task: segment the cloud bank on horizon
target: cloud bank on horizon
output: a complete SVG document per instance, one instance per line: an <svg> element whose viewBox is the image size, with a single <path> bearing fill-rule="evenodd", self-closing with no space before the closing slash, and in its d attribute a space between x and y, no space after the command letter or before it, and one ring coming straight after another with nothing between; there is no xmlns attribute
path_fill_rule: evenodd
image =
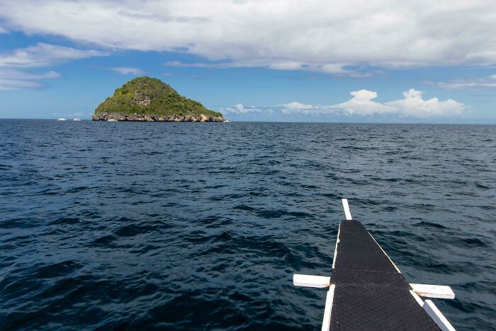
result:
<svg viewBox="0 0 496 331"><path fill-rule="evenodd" d="M452 99L440 101L437 98L424 100L423 92L410 89L403 92L403 99L383 103L374 101L377 92L362 89L350 93L350 100L333 105L312 105L293 101L282 103L278 107L260 108L245 107L237 103L232 107L223 107L225 113L233 114L274 113L278 111L283 114L345 114L361 116L373 115L394 115L401 117L443 117L461 115L466 106Z"/></svg>
<svg viewBox="0 0 496 331"><path fill-rule="evenodd" d="M483 67L488 72L479 77L434 77L419 84L441 90L494 90L496 75L490 70L496 65L495 17L490 0L4 0L0 35L55 38L0 50L0 90L40 88L46 79L61 76L57 66L125 52L178 55L164 60L162 68L259 68L357 82L398 70ZM145 72L125 63L101 69L121 75ZM380 103L377 92L357 87L340 103L294 101L274 108L281 114L430 118L457 116L470 108L450 98L424 100L414 89L403 99ZM239 103L226 109L249 113L260 108Z"/></svg>

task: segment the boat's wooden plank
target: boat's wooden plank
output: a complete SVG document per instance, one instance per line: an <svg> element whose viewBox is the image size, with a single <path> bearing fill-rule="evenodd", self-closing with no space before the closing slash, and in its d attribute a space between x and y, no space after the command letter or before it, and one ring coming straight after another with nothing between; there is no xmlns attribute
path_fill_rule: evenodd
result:
<svg viewBox="0 0 496 331"><path fill-rule="evenodd" d="M334 296L334 284L329 287L327 295L325 298L325 308L324 308L324 318L322 318L322 331L329 331L329 327L331 324L331 311L332 310L332 303Z"/></svg>
<svg viewBox="0 0 496 331"><path fill-rule="evenodd" d="M443 331L455 331L455 328L445 318L443 314L437 309L437 307L430 300L424 301L424 309L429 314L431 318L437 324Z"/></svg>
<svg viewBox="0 0 496 331"><path fill-rule="evenodd" d="M343 209L344 209L344 215L346 220L352 220L351 213L349 211L349 206L348 206L348 199L341 199L343 203Z"/></svg>
<svg viewBox="0 0 496 331"><path fill-rule="evenodd" d="M420 296L442 299L455 298L455 293L449 286L416 284L410 284L410 286L414 292Z"/></svg>
<svg viewBox="0 0 496 331"><path fill-rule="evenodd" d="M341 222L329 330L439 330L363 225Z"/></svg>
<svg viewBox="0 0 496 331"><path fill-rule="evenodd" d="M310 276L295 274L293 275L293 284L295 286L325 288L330 285L331 277L325 276Z"/></svg>

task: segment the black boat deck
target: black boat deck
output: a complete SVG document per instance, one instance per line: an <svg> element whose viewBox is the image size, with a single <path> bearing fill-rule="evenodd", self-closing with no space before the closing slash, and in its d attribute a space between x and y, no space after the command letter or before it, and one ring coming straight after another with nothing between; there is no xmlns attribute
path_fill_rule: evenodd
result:
<svg viewBox="0 0 496 331"><path fill-rule="evenodd" d="M341 222L336 250L329 330L440 330L360 222Z"/></svg>

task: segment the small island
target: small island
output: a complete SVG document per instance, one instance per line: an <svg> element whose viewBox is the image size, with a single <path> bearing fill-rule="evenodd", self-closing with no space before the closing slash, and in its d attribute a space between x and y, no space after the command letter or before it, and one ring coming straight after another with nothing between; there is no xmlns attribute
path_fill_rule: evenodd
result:
<svg viewBox="0 0 496 331"><path fill-rule="evenodd" d="M137 77L100 103L93 120L227 122L222 114L182 96L160 79Z"/></svg>

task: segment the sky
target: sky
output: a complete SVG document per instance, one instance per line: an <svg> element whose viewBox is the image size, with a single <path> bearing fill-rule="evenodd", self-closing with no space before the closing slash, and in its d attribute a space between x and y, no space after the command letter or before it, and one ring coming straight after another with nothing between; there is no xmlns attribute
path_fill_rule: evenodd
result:
<svg viewBox="0 0 496 331"><path fill-rule="evenodd" d="M0 118L158 78L231 120L496 123L492 0L0 0Z"/></svg>

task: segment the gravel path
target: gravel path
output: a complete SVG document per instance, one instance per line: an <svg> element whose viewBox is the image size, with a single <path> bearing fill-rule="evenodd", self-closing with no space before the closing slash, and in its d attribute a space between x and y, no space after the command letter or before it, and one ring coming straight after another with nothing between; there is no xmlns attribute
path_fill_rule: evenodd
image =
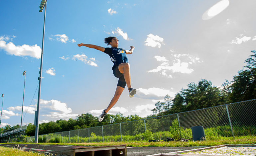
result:
<svg viewBox="0 0 256 156"><path fill-rule="evenodd" d="M228 147L225 146L210 149L202 150L200 151L196 152L190 152L186 153L186 154L231 156L240 155L255 156L256 154L256 147Z"/></svg>

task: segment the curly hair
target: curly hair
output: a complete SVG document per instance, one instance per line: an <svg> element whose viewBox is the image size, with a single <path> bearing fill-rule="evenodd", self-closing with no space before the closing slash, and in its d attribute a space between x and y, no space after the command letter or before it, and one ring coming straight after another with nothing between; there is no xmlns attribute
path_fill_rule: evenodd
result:
<svg viewBox="0 0 256 156"><path fill-rule="evenodd" d="M105 38L104 39L104 43L105 43L105 44L107 44L107 45L108 45L110 44L109 43L111 42L111 41L112 40L112 39L115 38L118 39L116 37L115 37L114 36L110 36L108 38Z"/></svg>

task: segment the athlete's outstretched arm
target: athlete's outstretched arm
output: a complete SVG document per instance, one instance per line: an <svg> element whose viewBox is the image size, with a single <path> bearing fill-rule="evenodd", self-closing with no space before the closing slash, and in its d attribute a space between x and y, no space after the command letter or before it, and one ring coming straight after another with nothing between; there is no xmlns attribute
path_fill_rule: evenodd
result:
<svg viewBox="0 0 256 156"><path fill-rule="evenodd" d="M126 54L132 54L132 52L133 52L133 49L134 49L134 47L133 46L131 46L130 47L131 47L131 49L130 49L130 50L125 50L125 51Z"/></svg>
<svg viewBox="0 0 256 156"><path fill-rule="evenodd" d="M80 44L77 44L77 46L79 47L83 46L90 48L93 48L93 49L95 49L101 51L102 52L105 51L105 48L94 44L84 44L82 43L81 43Z"/></svg>

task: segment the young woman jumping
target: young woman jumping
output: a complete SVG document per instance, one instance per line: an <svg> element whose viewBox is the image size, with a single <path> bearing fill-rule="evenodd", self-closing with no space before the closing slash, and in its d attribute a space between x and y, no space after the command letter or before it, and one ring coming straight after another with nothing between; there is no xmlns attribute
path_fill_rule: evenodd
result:
<svg viewBox="0 0 256 156"><path fill-rule="evenodd" d="M126 84L128 87L129 96L130 98L133 97L136 92L136 89L132 88L131 84L130 64L126 56L126 54L132 53L134 47L131 46L131 49L129 50L119 48L118 40L117 38L114 37L105 38L104 42L107 45L110 44L111 47L104 48L98 45L82 43L77 44L78 46L83 46L93 48L104 52L109 55L111 60L114 63L114 65L112 67L113 74L115 76L119 78L114 97L112 98L107 109L103 110L102 114L99 117L98 120L99 122L103 120L108 112L117 102Z"/></svg>

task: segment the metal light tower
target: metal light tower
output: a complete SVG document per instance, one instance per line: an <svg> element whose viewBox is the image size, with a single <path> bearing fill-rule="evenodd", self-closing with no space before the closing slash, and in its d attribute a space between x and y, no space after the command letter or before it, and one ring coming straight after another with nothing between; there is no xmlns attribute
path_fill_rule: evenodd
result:
<svg viewBox="0 0 256 156"><path fill-rule="evenodd" d="M24 80L24 90L23 90L23 99L22 100L22 110L21 111L21 121L20 122L20 128L21 130L21 126L22 125L22 114L23 112L23 104L24 103L24 93L25 92L25 82L26 81L26 71L24 71L22 75L25 75L25 79Z"/></svg>
<svg viewBox="0 0 256 156"><path fill-rule="evenodd" d="M37 111L36 120L36 132L35 135L35 143L38 143L38 128L39 119L39 104L40 103L40 96L41 91L41 81L42 78L42 66L43 65L43 55L44 53L44 41L45 37L45 15L46 14L46 1L47 0L42 0L40 4L40 10L39 12L42 12L44 8L45 7L45 17L44 20L44 29L43 33L43 41L42 42L42 52L41 54L41 64L40 66L40 71L39 71L40 76L38 78L39 81L39 84L38 88L38 98L37 100Z"/></svg>
<svg viewBox="0 0 256 156"><path fill-rule="evenodd" d="M2 103L2 110L1 110L1 117L0 118L0 127L1 127L1 121L2 121L2 112L3 112L3 104L4 104L4 94L2 95L3 98L3 102Z"/></svg>

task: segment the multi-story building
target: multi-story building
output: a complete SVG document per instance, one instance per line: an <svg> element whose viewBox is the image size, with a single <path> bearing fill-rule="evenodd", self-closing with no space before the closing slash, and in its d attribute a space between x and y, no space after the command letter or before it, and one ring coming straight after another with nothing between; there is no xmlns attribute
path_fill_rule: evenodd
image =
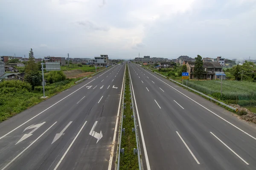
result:
<svg viewBox="0 0 256 170"><path fill-rule="evenodd" d="M90 59L89 60L89 65L95 65L95 60L93 59Z"/></svg>
<svg viewBox="0 0 256 170"><path fill-rule="evenodd" d="M222 66L225 65L225 60L224 58L221 58L221 57L217 57L217 61Z"/></svg>
<svg viewBox="0 0 256 170"><path fill-rule="evenodd" d="M222 79L225 79L226 74L222 72L222 66L217 62L204 62L203 68L204 73L203 77L204 79L218 79L221 78L220 76L222 74ZM194 76L194 69L195 68L195 62L188 61L186 63L187 66L187 72L189 74L189 79L192 79L195 77Z"/></svg>
<svg viewBox="0 0 256 170"><path fill-rule="evenodd" d="M4 62L0 61L0 76L5 74L5 70L4 69Z"/></svg>
<svg viewBox="0 0 256 170"><path fill-rule="evenodd" d="M100 57L95 57L95 63L97 67L106 67L109 65L108 55L101 55Z"/></svg>
<svg viewBox="0 0 256 170"><path fill-rule="evenodd" d="M66 58L60 57L50 57L50 62L60 62L61 65L66 65Z"/></svg>
<svg viewBox="0 0 256 170"><path fill-rule="evenodd" d="M46 62L50 62L50 56L44 57L44 60Z"/></svg>

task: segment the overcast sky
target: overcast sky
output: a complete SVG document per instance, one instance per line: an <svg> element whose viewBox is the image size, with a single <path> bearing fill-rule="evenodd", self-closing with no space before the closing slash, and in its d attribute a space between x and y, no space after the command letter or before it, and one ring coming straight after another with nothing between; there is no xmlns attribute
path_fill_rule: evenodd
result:
<svg viewBox="0 0 256 170"><path fill-rule="evenodd" d="M256 0L0 0L0 56L256 59Z"/></svg>

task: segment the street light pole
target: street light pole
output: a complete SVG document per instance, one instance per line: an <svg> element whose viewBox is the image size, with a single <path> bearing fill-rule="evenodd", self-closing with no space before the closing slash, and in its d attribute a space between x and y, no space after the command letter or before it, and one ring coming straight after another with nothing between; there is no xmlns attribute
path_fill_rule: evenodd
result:
<svg viewBox="0 0 256 170"><path fill-rule="evenodd" d="M223 73L221 73L221 94L222 96L222 75Z"/></svg>
<svg viewBox="0 0 256 170"><path fill-rule="evenodd" d="M44 94L44 63L41 63L42 65L42 75L43 76L43 91L44 92L44 98L45 98L45 94Z"/></svg>

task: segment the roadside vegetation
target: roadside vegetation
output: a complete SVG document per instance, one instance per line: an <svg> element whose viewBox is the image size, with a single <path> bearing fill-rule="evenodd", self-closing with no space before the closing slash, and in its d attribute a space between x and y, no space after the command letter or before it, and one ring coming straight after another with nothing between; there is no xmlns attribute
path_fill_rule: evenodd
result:
<svg viewBox="0 0 256 170"><path fill-rule="evenodd" d="M132 109L130 108L131 99L131 91L130 91L130 79L128 71L128 66L125 71L125 98L124 102L125 104L125 108L124 109L124 115L125 119L123 120L122 128L125 129L125 134L122 133L121 143L121 148L124 148L123 155L120 153L120 170L138 170L139 164L138 156L134 155L134 148L137 147L136 145L136 133L132 131L132 129L134 128Z"/></svg>
<svg viewBox="0 0 256 170"><path fill-rule="evenodd" d="M35 62L32 49L29 51L29 61L23 63L25 67L17 68L19 72L25 73L25 81L3 80L0 82L0 122L45 99L41 98L43 96L41 63ZM71 87L75 82L95 73L94 67L79 64L71 64L70 68L67 66L61 68L62 70L68 70L47 71L44 73L45 95L48 98ZM99 71L98 68L97 71ZM104 68L101 68L101 70Z"/></svg>

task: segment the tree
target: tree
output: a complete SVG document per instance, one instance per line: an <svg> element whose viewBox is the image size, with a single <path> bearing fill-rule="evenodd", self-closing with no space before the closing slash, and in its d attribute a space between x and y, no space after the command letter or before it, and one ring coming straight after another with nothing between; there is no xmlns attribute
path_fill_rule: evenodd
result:
<svg viewBox="0 0 256 170"><path fill-rule="evenodd" d="M180 68L178 71L178 75L179 76L181 76L182 75L182 72L186 72L187 71L186 65L182 65L181 67Z"/></svg>
<svg viewBox="0 0 256 170"><path fill-rule="evenodd" d="M29 73L30 71L36 71L38 70L38 67L35 62L35 59L34 57L34 53L32 48L29 51L29 60L27 64L25 67L25 73Z"/></svg>
<svg viewBox="0 0 256 170"><path fill-rule="evenodd" d="M195 58L195 68L194 68L194 76L198 78L199 80L203 77L203 73L204 73L204 69L203 68L203 60L202 57L200 55L198 55L198 57Z"/></svg>
<svg viewBox="0 0 256 170"><path fill-rule="evenodd" d="M42 82L42 74L37 70L27 73L25 76L25 79L31 85L33 90L35 86L41 85Z"/></svg>

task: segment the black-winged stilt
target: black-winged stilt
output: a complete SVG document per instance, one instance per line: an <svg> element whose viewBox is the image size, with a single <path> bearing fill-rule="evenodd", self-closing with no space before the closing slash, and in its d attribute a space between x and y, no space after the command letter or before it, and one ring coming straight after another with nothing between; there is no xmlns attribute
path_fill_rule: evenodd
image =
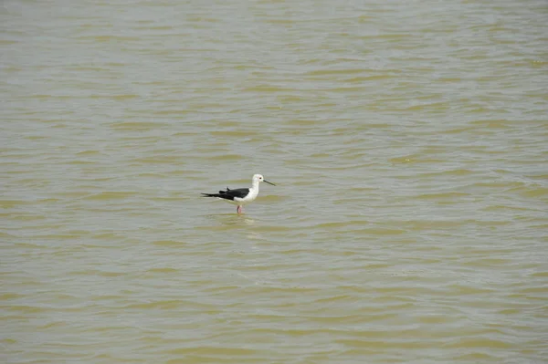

> _What the exercise asks_
Write out the data from its first line through the line that contains "99L440 101L437 98L424", including both of those lines, and leave the picture out of your copy.

> _Completed exercise_
task: segment the cloud bank on horizon
target: cloud bank on horizon
output: a complete SVG document per instance, one instance per line: an <svg> element whose viewBox is the image size, with a single <path> bearing fill-rule="evenodd", self-closing with no space before the closing slash, and in its d attribute a space between x and y, no space after the command letter or before it, and one ring coming straight after another with nothing between; there is no xmlns attribute
path_fill_rule: evenodd
image =
result:
<svg viewBox="0 0 496 331"><path fill-rule="evenodd" d="M452 99L440 101L437 98L424 100L423 92L410 89L403 92L403 99L383 103L374 101L377 92L362 89L350 93L350 100L333 105L312 105L293 101L282 103L278 107L260 108L245 107L237 103L232 107L223 107L225 113L233 114L274 113L278 111L283 114L345 114L361 116L373 115L394 115L401 117L443 117L461 115L466 106Z"/></svg>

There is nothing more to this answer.